───── Text shown
Williams v. Bank of N.Y. Mellon

Decision Date14 March 2016
Docket NumberCivil Action No. 15-99 (RBW)
Citation169 F.Supp.3d 119
Parties Celia M. Williams, and Marian A. Lasher, Plaintiffs, v. Bank of New York Mellon, et al., Defendants.
CourtU.S. District Court — District of Columbia

Celia M. Williams, Tampa, FL, pro se.

Marian A. Lasher, Tampa, FL, pro se.

Daniel Z. Herbst, Reed Smith LLP, Lela M. Ames, Womble Carlyle Sandridge & Rice, LLP, Washington, DC, for Defendants.

MEMORANDUM OPINION

REGGIE B. WALTON, United States District Judge

The pro se plaintiffs, Celia M. Williams and Marian A. Lasher, bring this civil action against the Bank of New York Mellon (Mellon), JPMorgan Chase Bank, N.A. (Chase), Albertelli Law, and several unidentified defendants, asserting, inter alia, claims under the federal Truth in Lending Act, 15 U.S.C. §§ 1635, 1639, 1640 (2012), and for fraud and breach of fiduciary duty, arising out of mortgage foreclosure proceedings in Florida state court. See Complaint (“Compl.”) ¶¶ 19–48. Currently before the Court is JPMorgan Chase Bank, N.A.'s Motion to Dismiss and Incorporated Statement of Points and Authorities (“Chase Mot.”), ECF No. 3, which seeks dismissal of the plaintiffs' complaint for lack of subject matter jurisdiction pursuant to Federal Rule of Civil Procedure 12(b)(1), and alternatively for failure to state a claim pursuant to Rule 12(b)(6). Upon careful consideration of the parties' submissions,1 and for the reasons stated below, the Court grants Chase's motion to dismiss the complaint.2

I. BACKGROUND

The relevant facts and procedural background, as much as can be gleaned from the often repetitive factual allegations in the complaint, documents referenced in the complaint, and court records, of which the Court takes judicial notice, are as follows: the plaintiffs were the owners and mortgagors of real property located at 19616 Gulf Boulevard, #202, Indian Shores, Florida. Compl. ¶ 3. The plaintiffs executed a June 22, 2007 promissory note, pursuant to which Chase loaned $530,000 to the plaintiffs to purchase the property, and which was secured by the property under an accompanying mortgage instrument. Id.¶ 9; Chase Mem., Exhibit (“Ex.”) 1 (Note) at 1; Chase Mem., Ex. 2 (Mortgage) at 3. After the plaintiffs defaulted on the note in October 2010, Mellon initiated foreclosure proceedings against the plaintiffs in the Circuit Court for the Sixth Judicial District in Pinellas County, Florida, in September 2011. See Chase Mem., Ex. 5 (Verified Mortgage Foreclosure Complaint (“Foreclosure Compl.”)) ¶ 5. In August 2013, the plaintiffs—as the defendants in the foreclosure case—filed an answer denying the allegations in the Foreclosure Complaint and asserting several affirmative defenses. See generally Chase Mem., Ex. 6 (Defendant[s'] Answer to Complaint and Affirmative Defense (“Foreclosure Answer”)). Following a February 2014 bench trial, the Florida state court found in favor of Mellon and allowed it to foreclose on the property. See Chase Mem., Ex. 7 (Uniform Final Judgment of Foreclosure (“Foreclosure Judgment”)) ¶¶ 5–6 (allowing the sale of the property to satisfy the debt). The Foreclosure Judgment included the court's finding that [Mellon] has standing to seek and receive the relief obtained herein.” Id.¶ 14. The plaintiffs subsequently filed a motion in the Florida proceeding for relief from that court's judgment, on the ground that [Mellon] did not have standing, was not properly assigned the Note, and did not possess the Note,” Chase Mem., Ex. 8 (Motion for Relief from Judgment (Mot. for Relief)) at 1, but the motion was denied in April 2014, Ex. 9 (Order on Mot. for Relief). Nine months later, the plaintiffs initiated this suit.
──────────
Objectives:
• 1. In the court opinion, substitute "self-represented" for "pro se" and write out the stretch from "Williams v. Bank" through "DC, for Defendants." with that change.
• 2. According to the court opinion, on what ground did the plaintiffs ask the Florida court for relief from its foreclosure judgment?
───── Data excerpts
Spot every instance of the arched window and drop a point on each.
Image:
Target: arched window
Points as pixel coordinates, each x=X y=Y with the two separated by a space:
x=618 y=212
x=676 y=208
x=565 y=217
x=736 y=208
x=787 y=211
──────────
Responses by task:
• 1.
Williams v. Bank of N.Y. Mellon

Decision Date14 March 2016
Docket NumberCivil Action No. 15-99 (RBW)
Citation169 F.Supp.3d 119
Parties Celia M. Williams, and Marian A. Lasher, Plaintiffs, v. Bank of New York Mellon, et al., Defendants.
CourtU.S. District Court — District of Columbia

Celia M. Williams, Tampa, FL, self-represented.

Marian A. Lasher, Tampa, FL, self-represented.

Daniel Z. Herbst, Reed Smith LLP, Lela M. Ames, Womble Carlyle Sandridge & Rice, LLP, Washington, DC, for Defendants.

• 2. The plaintiffs argued that Mellon did not have standing, was not properly assigned the Note, and did not possess the Note. The Florida court denied that motion in April 2014.